Extract provided:
The Farm Bill

Every developed country in the world works to maintain a viable food sector. And every developed country maintains a safety net to keep producers on the land (except New Zealand). In general, our programs should be as minimal as possible; designed to limit loses, not guarantee profits; not be market distorting; and should lead to more farmers on the land, not fewer.

About every five years congress writes a new farm bill. 2018 is a farm bill year (with a real possibility of dragging into 2019). The farm economy is not good and the wish list is long (all budget increases):  better dairy program, better cotton program, more CRP acres, higher PLC targets, higher loan rates, foot and mouth vaccine bank. The Secretary of Agriculture is giving lots of signals there will be no additional funds for agriculture. (Update: With the budget the Congress has just approved, is it possible that spending increases are now possible?)

Title I

Agriculture needs to choose between title I (ARC, PLC) and crop insurance. Agriculture is sometimes criticized for “double dipping” here, and the criticism is not without some merit. Both programs function as safety nets. They complement each other a little but ARC and crop insurance work very much the same. The farm bill should stop drifting in the direction of these “shallow loss” approaches. Private insurance companies are innovating plenty of those. A simple PLC price floor is a defensible safety net.

ARC and PLC payments lag crop production by 12 months. Raising loan rates closer to market prices (a floating loan rate like Farm Bureau proposes) gives more immediate cash flow support to producers.

Crop Insurance

Everyone is speculating about a big showdown on crop insurance. In this environment, a strong crop insurance program is a defensible crop insurance program. Premium subsidies and Harvest Price Option are the big targets. I support capping premium subsidies for each producer between $50 – $70,000. I support keeping the HPO but capping the maximum payout at about 150% of the spring price.

We are familiar with the principle of phasing out or capping various subsidies, tax credits, deductions. (Government helps out with something up to a certain point and then a person is on their own to figure it out.) This is how the dairy program has worked: Above 4 million pounds of production, figure on operating without a government price floor.

Objectors to capping premium subsidies predict that larger farms will drop coverage if they don’t get subsidies on all their acres. Conventional wisdom is that an exodus will “leave more riskier, smaller producers in the risk pool”. But no one has offered any data that larger producers file fewer claims than other producers. (Agrisolutions, a large ag accounting firm, has found no evidence of this). If there was evidence of this sort of adverse selection, objectors would have put it on the table long ago.

The National Sustainable Agricultural Coalition has identified 60 producers who receive $1 million or more in crop insurance subsidies. If only those 60 producers’ premiums were capped, just that savings would pay for almost half of a hoof and mouth disease vaccine bank. And crop insurance would be more defensible to crop insurance detractors. Do we really want a 10,000 acre farmer to get the same insurance subsidy on every acre as a 500 acre beginning farmer?

Tasks to perform:
(A) Answer these from the farm bill text:
(i) How often does Congress write a new farm bill?
(ii) By how many months do ARC and PLC payments lag crop production?
(iii) How many producers did the National Sustainable Agricultural Coalition find getting $1 million or more in crop insurance subsidies?
(B) Put this sentence from the farm bill text into Spanish: "A simple PLC price floor is a defensible safety net."
Answer using only what the farm bill text says.

Dataset records:

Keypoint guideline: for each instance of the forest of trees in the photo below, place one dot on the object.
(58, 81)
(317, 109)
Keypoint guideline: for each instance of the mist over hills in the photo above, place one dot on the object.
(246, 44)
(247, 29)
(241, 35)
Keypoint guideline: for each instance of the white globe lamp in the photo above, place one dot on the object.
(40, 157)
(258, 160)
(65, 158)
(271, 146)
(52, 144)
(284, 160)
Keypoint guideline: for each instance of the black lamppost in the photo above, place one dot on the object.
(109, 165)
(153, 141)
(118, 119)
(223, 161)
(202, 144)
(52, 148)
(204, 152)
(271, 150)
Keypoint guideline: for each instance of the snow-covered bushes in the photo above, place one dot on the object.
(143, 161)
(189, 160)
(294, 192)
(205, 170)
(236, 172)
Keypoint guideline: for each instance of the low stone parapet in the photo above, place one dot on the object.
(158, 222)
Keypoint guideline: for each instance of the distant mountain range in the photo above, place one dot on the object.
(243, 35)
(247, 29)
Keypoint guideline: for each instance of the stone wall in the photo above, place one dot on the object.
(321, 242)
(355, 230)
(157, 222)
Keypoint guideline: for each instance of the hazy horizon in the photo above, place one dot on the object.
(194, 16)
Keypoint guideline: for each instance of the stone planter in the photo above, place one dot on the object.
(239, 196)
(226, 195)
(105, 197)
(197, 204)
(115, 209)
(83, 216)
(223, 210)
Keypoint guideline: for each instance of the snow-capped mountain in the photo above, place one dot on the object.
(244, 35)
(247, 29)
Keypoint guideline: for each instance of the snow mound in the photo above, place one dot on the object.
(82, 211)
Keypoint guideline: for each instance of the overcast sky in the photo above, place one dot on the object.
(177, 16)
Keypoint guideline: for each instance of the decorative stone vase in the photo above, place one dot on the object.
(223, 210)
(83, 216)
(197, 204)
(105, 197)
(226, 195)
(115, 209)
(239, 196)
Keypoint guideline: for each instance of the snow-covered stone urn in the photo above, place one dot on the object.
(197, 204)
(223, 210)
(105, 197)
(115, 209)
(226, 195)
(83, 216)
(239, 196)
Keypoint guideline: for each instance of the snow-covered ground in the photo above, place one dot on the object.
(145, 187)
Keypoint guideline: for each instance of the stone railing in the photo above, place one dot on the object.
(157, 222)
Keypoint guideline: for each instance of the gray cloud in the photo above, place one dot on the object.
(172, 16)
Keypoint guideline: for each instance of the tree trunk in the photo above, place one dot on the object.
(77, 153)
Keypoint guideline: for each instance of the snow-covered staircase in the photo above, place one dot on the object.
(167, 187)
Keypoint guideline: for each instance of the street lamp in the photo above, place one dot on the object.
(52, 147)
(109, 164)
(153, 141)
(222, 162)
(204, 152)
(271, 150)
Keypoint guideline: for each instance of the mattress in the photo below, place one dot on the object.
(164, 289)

Replies:
(A)
(i) About every five years
(ii) 12 months
(iii) 60

(B) Un precio mínimo simple del PLC es una red de seguridad defendible.